(Tekstfragment)

Via het voorbericht van gunning (21/27 juni 2000) werd aan de leveranciers gemeld dat de MD902 van MDHI wel voldeed aan de essentiële eisen waarop de EC 135 van Eurocopter en Schreiner afvielen. Dit werd in hoofdzaak veroorzaakt doordat de MD902 geleverd kon worden binnen de gestelde leveringstermijn en gecertificeerd voor een MTOW van 6500 lbs.
Hierop start Eurocopter een kort geding (24 juli 2000). Eurocopter is het er namelijk niet mee eens dat Helifly wel is geaccepteerd, terwijl de MTOW van de MD902 volgens de handleidingen te laag is voor het uitvoeren van bepaalde missie- en vluchtprofielen (6250 Lbs.).
Door DLVP werd eind juni 2000 bericht dat voor wat betreft het MTOW Helifly gebruik heeft gemaakt van de mogelijkheid om toekomstige ontwikkelingen (o.m. op het punt van het MTOW) in hun offerte te verdisconteren. Hierdoor kon de offerte van Helifly gegevens bevatten die nog niet algemeen bekend waren via manuals (en dus met een MTOW van 6500 Lbs.)

(Gegevensrijen)
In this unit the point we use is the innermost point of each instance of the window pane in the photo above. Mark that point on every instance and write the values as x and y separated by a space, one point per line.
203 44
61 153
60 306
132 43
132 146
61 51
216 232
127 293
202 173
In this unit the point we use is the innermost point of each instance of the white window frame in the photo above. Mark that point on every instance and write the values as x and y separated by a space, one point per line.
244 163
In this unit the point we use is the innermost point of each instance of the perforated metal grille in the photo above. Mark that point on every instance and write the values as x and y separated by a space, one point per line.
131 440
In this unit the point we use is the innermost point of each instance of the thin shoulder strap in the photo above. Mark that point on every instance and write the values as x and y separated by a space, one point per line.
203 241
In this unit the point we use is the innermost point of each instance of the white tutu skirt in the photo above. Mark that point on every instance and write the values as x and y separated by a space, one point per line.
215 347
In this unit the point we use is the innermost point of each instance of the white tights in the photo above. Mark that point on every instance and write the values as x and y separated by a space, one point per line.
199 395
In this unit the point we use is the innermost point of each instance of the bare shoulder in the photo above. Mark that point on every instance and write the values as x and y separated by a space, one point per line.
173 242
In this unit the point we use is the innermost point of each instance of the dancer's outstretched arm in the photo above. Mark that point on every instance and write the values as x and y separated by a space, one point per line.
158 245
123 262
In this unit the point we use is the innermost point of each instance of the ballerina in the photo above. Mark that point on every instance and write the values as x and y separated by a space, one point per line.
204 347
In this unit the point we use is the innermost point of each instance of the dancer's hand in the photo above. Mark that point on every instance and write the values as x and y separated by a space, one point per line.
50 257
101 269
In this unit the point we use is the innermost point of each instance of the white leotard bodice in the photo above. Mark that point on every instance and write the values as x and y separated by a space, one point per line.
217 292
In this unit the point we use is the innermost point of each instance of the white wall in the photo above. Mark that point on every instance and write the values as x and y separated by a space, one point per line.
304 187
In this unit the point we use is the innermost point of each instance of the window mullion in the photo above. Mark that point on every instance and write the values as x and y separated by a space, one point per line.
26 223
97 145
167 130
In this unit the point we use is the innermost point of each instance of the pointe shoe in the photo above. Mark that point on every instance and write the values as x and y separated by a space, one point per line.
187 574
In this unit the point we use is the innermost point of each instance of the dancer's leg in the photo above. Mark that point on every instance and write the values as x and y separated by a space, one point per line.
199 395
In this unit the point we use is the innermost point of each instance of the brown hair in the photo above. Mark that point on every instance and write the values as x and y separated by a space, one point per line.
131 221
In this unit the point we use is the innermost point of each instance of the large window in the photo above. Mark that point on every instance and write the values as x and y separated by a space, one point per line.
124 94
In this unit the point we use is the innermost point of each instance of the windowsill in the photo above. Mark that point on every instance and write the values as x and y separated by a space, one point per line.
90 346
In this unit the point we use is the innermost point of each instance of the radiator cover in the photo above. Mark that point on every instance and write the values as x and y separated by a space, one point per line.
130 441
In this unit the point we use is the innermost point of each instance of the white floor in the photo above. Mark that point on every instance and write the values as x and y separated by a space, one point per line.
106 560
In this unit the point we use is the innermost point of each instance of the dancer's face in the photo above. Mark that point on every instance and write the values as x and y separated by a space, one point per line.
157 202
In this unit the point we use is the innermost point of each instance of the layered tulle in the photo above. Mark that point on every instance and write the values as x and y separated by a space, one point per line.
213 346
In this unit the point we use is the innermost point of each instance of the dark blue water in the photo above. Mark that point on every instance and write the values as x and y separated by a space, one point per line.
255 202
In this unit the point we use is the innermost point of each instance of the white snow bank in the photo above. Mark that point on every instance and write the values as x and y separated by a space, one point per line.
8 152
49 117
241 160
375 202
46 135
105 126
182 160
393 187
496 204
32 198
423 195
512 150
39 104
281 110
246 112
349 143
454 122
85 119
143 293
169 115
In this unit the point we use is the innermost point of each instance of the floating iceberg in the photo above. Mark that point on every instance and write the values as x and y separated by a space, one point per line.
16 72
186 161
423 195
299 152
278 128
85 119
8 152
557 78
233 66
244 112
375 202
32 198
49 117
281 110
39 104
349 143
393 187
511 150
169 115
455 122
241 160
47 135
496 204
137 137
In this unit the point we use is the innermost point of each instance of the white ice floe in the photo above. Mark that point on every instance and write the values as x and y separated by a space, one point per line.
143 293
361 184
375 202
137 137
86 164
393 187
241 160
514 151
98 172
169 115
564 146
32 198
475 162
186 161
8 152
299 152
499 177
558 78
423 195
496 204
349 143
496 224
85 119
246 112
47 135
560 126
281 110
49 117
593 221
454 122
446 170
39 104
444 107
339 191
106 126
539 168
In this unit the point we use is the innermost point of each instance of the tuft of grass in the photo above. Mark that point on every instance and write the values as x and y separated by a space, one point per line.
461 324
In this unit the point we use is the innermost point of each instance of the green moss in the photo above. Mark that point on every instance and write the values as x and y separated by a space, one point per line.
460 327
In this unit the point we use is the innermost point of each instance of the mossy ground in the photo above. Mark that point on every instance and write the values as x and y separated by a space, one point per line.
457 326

(Opdrachteisen)
1 - Neem uit het tekstfragment woord voor woord het stuk over dat begint bij "Via het voorbericht" en doorloopt tot en met "vluchtprofielen (6250 Lbs.).".
2 - Selecteer elke rij waarin het woord "dancer" staat, waarbij hoofdletters en kleine letters van belang zijn.

(Antwoorden oefening)
1 -
Via het voorbericht van gunning (21/27 juni 2000) werd aan de leveranciers gemeld dat de MD902 van MDHI wel voldeed aan de essentiële eisen waarop de EC 135 van Eurocopter en Schreiner afvielen. Dit werd in hoofdzaak veroorzaakt doordat de MD902 geleverd kon worden binnen de gestelde leveringstermijn en gecertificeerd voor een MTOW van 6500 lbs.
Hierop start Eurocopter een kort geding (24 juli 2000). Eurocopter is het er namelijk niet mee eens dat Helifly wel is geaccepteerd, terwijl de MTOW van de MD902 volgens de handleidingen te laag is voor het uitvoeren van bepaalde missie- en vluchtprofielen (6250 Lbs.).

2 -
In this unit the point we use is the innermost point of each instance of the dancer's outstretched arm in the photo above. Mark that point on every instance and write the values as x and y separated by a space, one point per line.
In this unit the point we use is the innermost point of each instance of the dancer's hand in the photo above. Mark that point on every instance and write the values as x and y separated by a space, one point per line.
In this unit the point we use is the innermost point of each instance of the dancer's leg in the photo above. Mark that point on every instance and write the values as x and y separated by a space, one point per line.
In this unit the point we use is the innermost point of each instance of the dancer's face in the photo above. Mark that point on every instance and write the values as x and y separated by a space, one point per line.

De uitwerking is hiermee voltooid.